### INFORMATION SHOWN

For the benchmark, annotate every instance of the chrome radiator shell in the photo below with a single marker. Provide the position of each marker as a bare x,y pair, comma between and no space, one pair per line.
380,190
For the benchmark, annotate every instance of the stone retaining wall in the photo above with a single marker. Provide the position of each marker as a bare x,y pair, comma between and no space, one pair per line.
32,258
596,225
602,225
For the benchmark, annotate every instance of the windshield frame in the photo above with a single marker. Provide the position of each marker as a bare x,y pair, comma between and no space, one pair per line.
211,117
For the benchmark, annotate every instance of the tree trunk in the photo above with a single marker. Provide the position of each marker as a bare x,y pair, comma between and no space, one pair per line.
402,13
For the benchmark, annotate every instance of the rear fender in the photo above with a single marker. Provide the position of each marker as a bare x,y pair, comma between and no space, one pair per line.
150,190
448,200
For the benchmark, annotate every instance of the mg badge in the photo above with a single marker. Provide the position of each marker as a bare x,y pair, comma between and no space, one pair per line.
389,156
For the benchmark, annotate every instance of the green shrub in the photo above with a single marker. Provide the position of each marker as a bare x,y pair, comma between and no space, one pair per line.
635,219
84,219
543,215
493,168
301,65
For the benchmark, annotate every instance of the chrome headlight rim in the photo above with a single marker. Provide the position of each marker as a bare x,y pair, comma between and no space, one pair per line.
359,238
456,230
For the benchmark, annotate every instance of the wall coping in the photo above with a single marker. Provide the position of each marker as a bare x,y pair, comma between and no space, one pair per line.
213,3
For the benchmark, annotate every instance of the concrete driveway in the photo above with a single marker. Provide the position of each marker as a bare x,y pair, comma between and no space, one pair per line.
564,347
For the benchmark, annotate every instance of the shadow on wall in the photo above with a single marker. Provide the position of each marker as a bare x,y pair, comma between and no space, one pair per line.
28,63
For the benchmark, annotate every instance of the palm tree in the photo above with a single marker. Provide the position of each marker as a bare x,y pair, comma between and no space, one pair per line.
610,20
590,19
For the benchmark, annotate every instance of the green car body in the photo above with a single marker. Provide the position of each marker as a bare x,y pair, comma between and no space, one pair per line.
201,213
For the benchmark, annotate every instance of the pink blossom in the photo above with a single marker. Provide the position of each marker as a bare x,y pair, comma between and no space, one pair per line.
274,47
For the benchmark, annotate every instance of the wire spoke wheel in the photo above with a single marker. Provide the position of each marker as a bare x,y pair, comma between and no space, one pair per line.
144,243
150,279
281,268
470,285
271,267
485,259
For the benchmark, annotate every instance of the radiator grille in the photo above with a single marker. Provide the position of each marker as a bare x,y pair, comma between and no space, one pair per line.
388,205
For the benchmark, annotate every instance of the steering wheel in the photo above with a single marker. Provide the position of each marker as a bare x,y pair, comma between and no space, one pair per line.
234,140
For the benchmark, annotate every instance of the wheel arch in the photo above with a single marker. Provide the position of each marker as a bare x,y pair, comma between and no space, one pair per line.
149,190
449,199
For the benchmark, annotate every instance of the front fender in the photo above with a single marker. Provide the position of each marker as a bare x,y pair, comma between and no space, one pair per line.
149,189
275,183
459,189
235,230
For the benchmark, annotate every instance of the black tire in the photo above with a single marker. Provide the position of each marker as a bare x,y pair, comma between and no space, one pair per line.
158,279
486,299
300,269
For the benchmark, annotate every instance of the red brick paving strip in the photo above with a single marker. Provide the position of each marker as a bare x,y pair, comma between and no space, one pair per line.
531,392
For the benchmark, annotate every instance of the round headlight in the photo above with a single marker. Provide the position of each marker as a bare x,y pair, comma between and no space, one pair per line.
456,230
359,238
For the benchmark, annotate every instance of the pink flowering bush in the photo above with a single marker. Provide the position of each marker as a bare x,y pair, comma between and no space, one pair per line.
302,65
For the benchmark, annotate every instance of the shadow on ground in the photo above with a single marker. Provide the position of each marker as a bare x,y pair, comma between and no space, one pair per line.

######

• WHAT IS ASKED
Please write out the rows above again, substituting "mark" for every "annotate" and changing nothing else.

• EXERCISE RESPONSE
For the benchmark, mark every instance of the chrome radiator shell in the photo below with a single marker. Provide the position of each marker as a bare x,y pair, comma between and no space, one pair per line.
380,190
For the benchmark, mark every instance of the stone retaining wall in the photo above with a single marker. Provide the position of each marker as a bare x,y pair, comma between and no space, one pair per line.
32,258
596,225
602,225
For the benchmark, mark every instance of the windshield frame in the photo above with a single marker. Provide the position of each marker as a bare x,y pair, comma between and no space, one pair per line.
211,117
For the benchmark, mark every instance of the tree trunk in the photo above with a single marker. Provide the position of each marker as a bare x,y pair, comma between and no space, one pair per line.
402,13
For the benchmark, mark every instance of the rear fender in the photo above with a single marker. Provide the position of each marker as a bare x,y pair, comma between and no space, one pair per line.
150,190
448,200
For the benchmark, mark every instance of the mg badge in the photo above with a single marker. Provide the position of each marker as a bare x,y pair, comma between and no space, one pair per line.
389,156
For the benchmark, mark every instance of the green shrub in the photo above with a single marker. Provide the position of each marker as a bare x,y pair, comma between and no space, one pair per line.
635,219
84,219
543,215
493,168
301,65
For the benchmark, mark every instance of the chrome headlight rim in the photo above with a single marker. Provide the position of each marker as a bare x,y pair, comma between and no space, one pair per line.
359,238
456,230
For the benchmark, mark every instance of the wall coping in the photo above with a single marker. Provide the position of each marker as a bare x,y pair, comma between and no space, one pair per line.
213,3
For the benchmark, mark every instance of the concrete driveway in the photo above with a single marker. Provide the position of each marker as a bare x,y pair, comma between and no space, one pair per line.
564,347
For the benchmark, mark every instance of the shadow on wall in the photo above with a single marker. Provide the position of each marker as a bare x,y pair, comma between and no space, one pair per line.
28,63
For the benchmark, mark every instance of the palm tree in the photo above with a single marker. Provide the position of each marker as a bare x,y pair, comma between and no space, one pair per line.
610,20
590,19
For the benchmark, mark every instance of the green car body in the photo above with a single marker. Provide the position of each marker as a bare x,y pair, comma between and no space, one pair per line.
201,213
For the benchmark, mark every instance of the pink blossom in the photo above with a single marker. Provide the position of each marker as a bare x,y pair, comma between and no space, one pair per line.
274,47
For the benchmark, mark every instance of the wire spoke wheel in the photo above with a single marker. Provide the position of each marker as a bare x,y pair, comma between and no space, one pair per line.
144,243
150,279
281,268
470,285
271,267
485,259
For the benchmark, mark every instance of the radiator grille in the photo above with a single marker. Provide the position of each marker as a bare x,y pair, comma between and no space, one pair per line.
388,205
For the benchmark, mark every instance of the steering wheel in the photo above with a single marker. Provide the position of each marker as a bare x,y pair, comma between and no space, one pair per line.
234,140
For the benchmark, mark every instance of the wheel arch in the photo above with a single marker. Provide the position of each marker as a bare x,y pair, comma between and no space, one pair per line.
149,190
449,199
For the benchmark, mark every instance of the front fender in the photo above with a single marker. Provide the position of each marker as a bare x,y pair, comma between and no space, one pair per line.
149,189
275,183
459,189
235,230
For the benchmark, mark every instance of the black tire in the photo above with a single marker. Provide the position of each marker as a bare x,y pair, comma between and no space, one pair per line.
158,279
486,299
300,269
For the benchmark, mark every instance of the red brick paving strip in the photo above with a single marker. Provide the position of each marker as a bare x,y pair, comma between and no space, one pair per line.
531,392
For the benchmark, mark every instance of the round headlight in the photo above with a single marker. Provide the position of each marker as a bare x,y pair, comma between and no space, one pair per line.
456,230
359,238
For the benchmark, mark every instance of the pink flowering bush in the photo above with a single marker. Provide the position of each marker as a bare x,y pair, comma between and no space, one pair per line.
302,65
For the benchmark, mark every instance of the shadow on ground in the photo above with a single marker. Provide the position of each marker as a bare x,y pair, comma between and no space, one pair per line.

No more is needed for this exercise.